◆ Excerpted text:
---------------

So, it’s not surprising that when he came to town, the black members of Cape Island’s Methodist congregation decided it was time to form their own church. They resigned from the Methodist Church in 1845, and within days applied for recognition from the African Methodist Episcopal Church.
They wrote to Rev. Henry Davis, who oversaw South Jersey churches, and were granted their request. Rev. Davis preached in Cape May over the years, and was a fierce advocate for women’s equality. He led an effort within the church to allow women as AME preachers.
Cape Island’s Presbyterians, Baptists, and Methodists did not have their own buildings in the early 1840s, but met in the local school building, down Franklin Street, where the firehouse now stands.
In 1843 the Methodists decided it was time to have their own church and built one, where the Franklin Street School now stands. In 1854, the white congregation moved around the corner and sold that building to the AME congregation.
Throughout the north, the AME Church was devoted not only to bringing people to God, but to educating and supporting the black community. Many churches functioned as Underground Railroad stations too, although we don’t know that the Cape May church did.
George Howell, a wealthy Philadelphia businessman and Quaker, bought much of the land adjoining the original AME Church, beginning in the 1850s. Decades later he donated land and his home to the Macedonia Baptist Church, an African American congregation that now stands on the corner of Lafayette and Franklin Street, next to Franklin Street School. Howell’s house became its parsonage.
A year after Stephen Smith’s house went up, a white Baptist congregation completed their own building, Cape Island Baptist Church, directly across the street. This congregation was an offshoot of the First Baptist Church in Cape May Court House, a staunchly anti-slavery church.

---------------

Data listing
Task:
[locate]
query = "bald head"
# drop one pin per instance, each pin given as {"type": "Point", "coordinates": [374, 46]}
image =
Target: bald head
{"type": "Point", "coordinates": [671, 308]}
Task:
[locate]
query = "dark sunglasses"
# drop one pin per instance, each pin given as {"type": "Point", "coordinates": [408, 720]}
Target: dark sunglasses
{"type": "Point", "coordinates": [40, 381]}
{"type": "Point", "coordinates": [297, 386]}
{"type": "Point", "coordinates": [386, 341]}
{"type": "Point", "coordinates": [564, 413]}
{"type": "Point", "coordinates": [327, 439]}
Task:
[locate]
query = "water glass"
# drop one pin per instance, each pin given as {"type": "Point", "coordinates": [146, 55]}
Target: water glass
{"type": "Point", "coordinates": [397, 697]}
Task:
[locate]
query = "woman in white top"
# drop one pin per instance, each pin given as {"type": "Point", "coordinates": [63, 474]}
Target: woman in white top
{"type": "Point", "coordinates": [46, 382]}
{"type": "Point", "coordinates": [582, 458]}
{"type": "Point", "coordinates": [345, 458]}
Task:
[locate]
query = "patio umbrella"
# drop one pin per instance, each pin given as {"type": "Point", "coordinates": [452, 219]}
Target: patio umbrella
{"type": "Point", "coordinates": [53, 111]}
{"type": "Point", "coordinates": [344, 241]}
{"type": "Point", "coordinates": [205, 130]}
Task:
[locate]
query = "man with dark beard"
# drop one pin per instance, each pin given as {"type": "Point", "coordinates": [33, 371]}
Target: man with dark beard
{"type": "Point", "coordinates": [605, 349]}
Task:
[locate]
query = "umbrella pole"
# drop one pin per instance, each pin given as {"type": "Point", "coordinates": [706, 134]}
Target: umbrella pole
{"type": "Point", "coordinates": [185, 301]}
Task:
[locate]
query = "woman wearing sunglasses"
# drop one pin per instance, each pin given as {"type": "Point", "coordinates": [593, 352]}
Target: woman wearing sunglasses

---------------

◆ Parts of the exercise:
• 1. Please rewrite the stretch of the Cape May church history from "Cape Island’s Presbyterians, Baptists, and" through "the AME congregation.", changing "local school building" to "village schoolhouse".
• 2. Pick up the Cape May church history after its final sentence and keep writing.
This data is separate material and is not part of the church history.

◆ Written responses:
• 1.
Cape Island’s Presbyterians, Baptists, and Methodists did not have their own buildings in the early 1840s, but met in the village schoolhouse, down Franklin Street, where the firehouse now stands.
In 1843 the Methodists decided it was time to have their own church and built one, where the Franklin Street School now stands. In 1854, the white congregation moved around the corner and sold that building to the AME congregation.

• 2.
In 1841 the Court House Baptists sent a resolution to the state Baptist association “expressing our abhorrence of the crime of slavery.” They declared slavery a “moral and political evil, a sin against God and a disgrace to the Nation…” Wanting other churches to take a stand against it, they warned it was “an evil that will never be done away while it continues to receive the countenance and support from Christians.”
The Cape Island church was organized in 1844, when some two dozen of its members living nearby decided they had a large enough community to set up their own meetinghouse closer to home. Their Lafayette Street building, which opened in 1847, was later used to sign up Union army recruits. A newer building was erected in 1879. Now known as the “yellow church,” it has been turned into condos.
One of the church’s most prominent members was Joseph Leach, a licensed preacher, and for decades a church trustee and deacon. He preached often in the building across from Stephen Smith’s home. Leach also helped establish the county Republican Party, to back Abraham Lincoln for president.
As the editor of the Cape May Ocean Wave, Leach covered the story of a group of people who fled slavery across the Delaware Bay. They had commandeered a government boat and landed near a community of free blacks at Fishing Creek in 1858. A free black man, Edward Turner, had extensive land holdings there. Turner later told a longtime Cape May educator that he had been part of the Underground Railroad, using his wagon to help people fleeing slavery.
Leach’s view of slavery became clear in his reporting. He not only knew many details about the freedom seekers, but also their escape route north. He either was involved or knew those who were. “We glory in the spunk of our ebony friends,” he wrote in the Cape May Ocean Wave. “We would do the same if placed in the like situation.”
Philadelphia blacks were not the only abolitionists who summered in Cape May. The city’s leading Quaker and Unitarian anti-slavery leaders were also seen on the city streets around 1850. They included family of Lucretia and James Mott, two Quakers who helped lead the Pennsylvania Anti-Slavery Society.
William Furness spent hours in Philadelphia with William Still, coordinator of the northeast Underground Railroad, listening to him interview people who fled slavery. “Among the abolitionists of Pennsylvania, no man stands higher than Dr. Furness,” William Still later wrote. As to the Underground Railroad, Still said Furness was “one of its chief co-laborers.”
Fredrika Bremer, who spent time with the Furness family in Cape May, declared William “one of the noblest, purest human beings whom God ever created.” She feared he was “so absorbed by his anti-slavery feelings that his life and his mind suffer in consequence. He would with the greatest pleasure suffer death if by that means slavery could be abolished.”
That nearly happened to one of Furness’s friends, Massachusetts Senator Charles Sumner. Sumner was beaten senseless on the Senate floor by a Congressman in 1856, after Sumner denounced two pro-slavery senators. The attack immediately escalated tensions between North and South, as thousands of northerners took to the streets in support of Sumner and a million copies of his anti-slavery speech circulated.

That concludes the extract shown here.